DATA SUPPLIED >>
--- start ---
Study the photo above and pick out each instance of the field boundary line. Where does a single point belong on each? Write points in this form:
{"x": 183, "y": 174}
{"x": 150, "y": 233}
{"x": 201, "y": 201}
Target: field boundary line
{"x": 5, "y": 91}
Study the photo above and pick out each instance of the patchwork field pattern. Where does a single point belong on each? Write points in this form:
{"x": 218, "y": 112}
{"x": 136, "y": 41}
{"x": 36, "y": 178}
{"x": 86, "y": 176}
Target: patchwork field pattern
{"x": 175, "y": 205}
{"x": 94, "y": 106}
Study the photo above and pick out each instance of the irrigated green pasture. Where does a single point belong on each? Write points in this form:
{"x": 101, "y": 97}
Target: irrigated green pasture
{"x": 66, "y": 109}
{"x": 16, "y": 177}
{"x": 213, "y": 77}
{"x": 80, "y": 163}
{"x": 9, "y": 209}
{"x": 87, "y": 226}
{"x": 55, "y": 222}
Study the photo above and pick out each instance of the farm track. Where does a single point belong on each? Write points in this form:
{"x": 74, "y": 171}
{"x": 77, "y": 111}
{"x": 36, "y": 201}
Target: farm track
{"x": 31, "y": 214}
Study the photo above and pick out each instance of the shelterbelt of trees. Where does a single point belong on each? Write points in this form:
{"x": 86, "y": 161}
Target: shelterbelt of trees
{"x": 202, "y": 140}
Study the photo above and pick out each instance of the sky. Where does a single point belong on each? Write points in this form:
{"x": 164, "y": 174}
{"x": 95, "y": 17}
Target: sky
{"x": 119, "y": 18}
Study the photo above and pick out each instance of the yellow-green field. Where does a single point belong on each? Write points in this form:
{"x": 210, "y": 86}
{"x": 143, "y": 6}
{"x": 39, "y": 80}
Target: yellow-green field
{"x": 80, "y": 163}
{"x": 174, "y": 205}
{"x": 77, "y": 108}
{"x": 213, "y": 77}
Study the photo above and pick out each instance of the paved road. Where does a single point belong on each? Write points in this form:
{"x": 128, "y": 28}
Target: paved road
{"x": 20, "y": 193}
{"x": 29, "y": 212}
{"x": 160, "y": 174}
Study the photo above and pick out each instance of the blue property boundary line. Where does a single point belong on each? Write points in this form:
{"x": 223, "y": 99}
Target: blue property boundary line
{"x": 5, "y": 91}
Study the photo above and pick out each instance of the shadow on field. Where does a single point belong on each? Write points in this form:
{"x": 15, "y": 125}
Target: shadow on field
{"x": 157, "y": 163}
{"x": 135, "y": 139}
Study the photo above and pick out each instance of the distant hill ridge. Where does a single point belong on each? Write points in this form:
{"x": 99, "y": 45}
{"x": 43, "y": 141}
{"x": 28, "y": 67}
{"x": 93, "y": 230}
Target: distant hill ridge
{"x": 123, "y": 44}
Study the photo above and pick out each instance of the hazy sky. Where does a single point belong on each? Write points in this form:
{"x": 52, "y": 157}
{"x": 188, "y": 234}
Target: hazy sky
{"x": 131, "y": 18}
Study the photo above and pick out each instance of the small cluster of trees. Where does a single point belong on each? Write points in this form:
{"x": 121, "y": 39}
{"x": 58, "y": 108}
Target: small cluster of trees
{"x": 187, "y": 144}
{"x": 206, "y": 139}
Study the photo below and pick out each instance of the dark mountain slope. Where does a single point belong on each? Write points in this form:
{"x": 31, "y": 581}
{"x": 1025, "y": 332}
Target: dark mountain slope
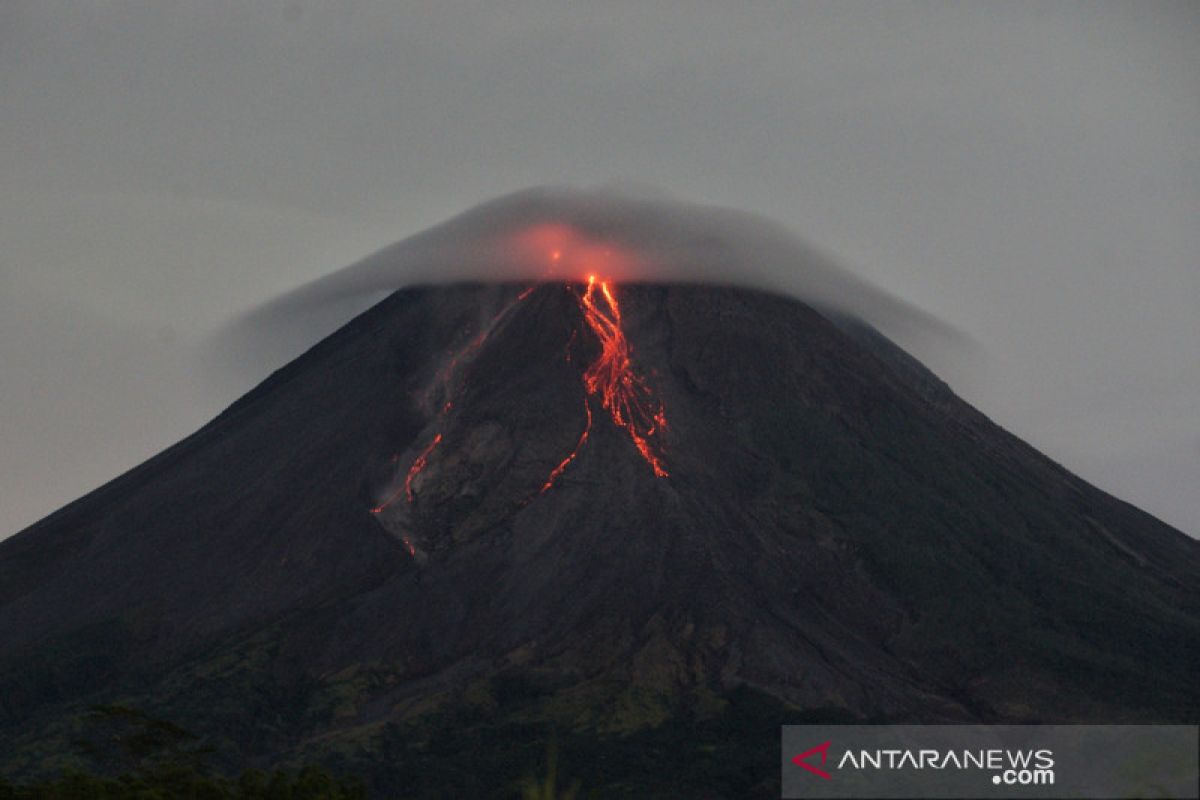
{"x": 838, "y": 535}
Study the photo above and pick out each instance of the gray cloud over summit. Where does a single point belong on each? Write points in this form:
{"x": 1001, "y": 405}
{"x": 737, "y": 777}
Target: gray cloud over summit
{"x": 1025, "y": 170}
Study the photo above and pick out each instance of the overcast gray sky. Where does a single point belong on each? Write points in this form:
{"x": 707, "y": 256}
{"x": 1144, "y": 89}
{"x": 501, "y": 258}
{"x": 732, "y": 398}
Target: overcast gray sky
{"x": 1029, "y": 173}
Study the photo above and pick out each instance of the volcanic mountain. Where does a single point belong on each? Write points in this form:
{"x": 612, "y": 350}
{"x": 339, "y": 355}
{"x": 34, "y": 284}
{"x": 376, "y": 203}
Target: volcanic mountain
{"x": 652, "y": 522}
--- end ---
EXERCISE TASK >>
Copy verbatim the span that begins at the line containing "of the hazy" and ends at the last line of the material, inclusive of both; exclude pictures.

RIGHT ANSWER >>
Study the photo above and pick out each instance of the hazy sky. Where does a single point belong on each? Write points in this form:
{"x": 52, "y": 157}
{"x": 188, "y": 234}
Target: hazy sky
{"x": 131, "y": 18}
Study the photo above and pick out each instance of the small cluster of trees. Where does a single point belong on each? Write points in this form:
{"x": 121, "y": 39}
{"x": 58, "y": 108}
Target: small cluster of trees
{"x": 187, "y": 144}
{"x": 206, "y": 139}
Study the photo below and pick out each instance of the dark mountain slope. Where does a single point belong on each? Write points in this form:
{"x": 31, "y": 581}
{"x": 1025, "y": 332}
Target: dark mountain slope
{"x": 838, "y": 535}
Study the photo above and pick out each instance of the gray cloud over summit. Where does a single point belong on each? Write points in this form:
{"x": 1001, "y": 405}
{"x": 737, "y": 777}
Target: gray cloud over summit
{"x": 1025, "y": 170}
Study the photo above and pick out each instance of the overcast gray sky. Where does a single point belong on each? Write points in this form:
{"x": 707, "y": 256}
{"x": 1144, "y": 89}
{"x": 501, "y": 258}
{"x": 732, "y": 398}
Target: overcast gray sky
{"x": 1029, "y": 173}
Study the photo above and pick out each instance of the volcanic mountain. Where does a single point belong on each? Write points in this form:
{"x": 612, "y": 350}
{"x": 339, "y": 355}
{"x": 34, "y": 284}
{"x": 376, "y": 203}
Target: volcanic mountain
{"x": 652, "y": 522}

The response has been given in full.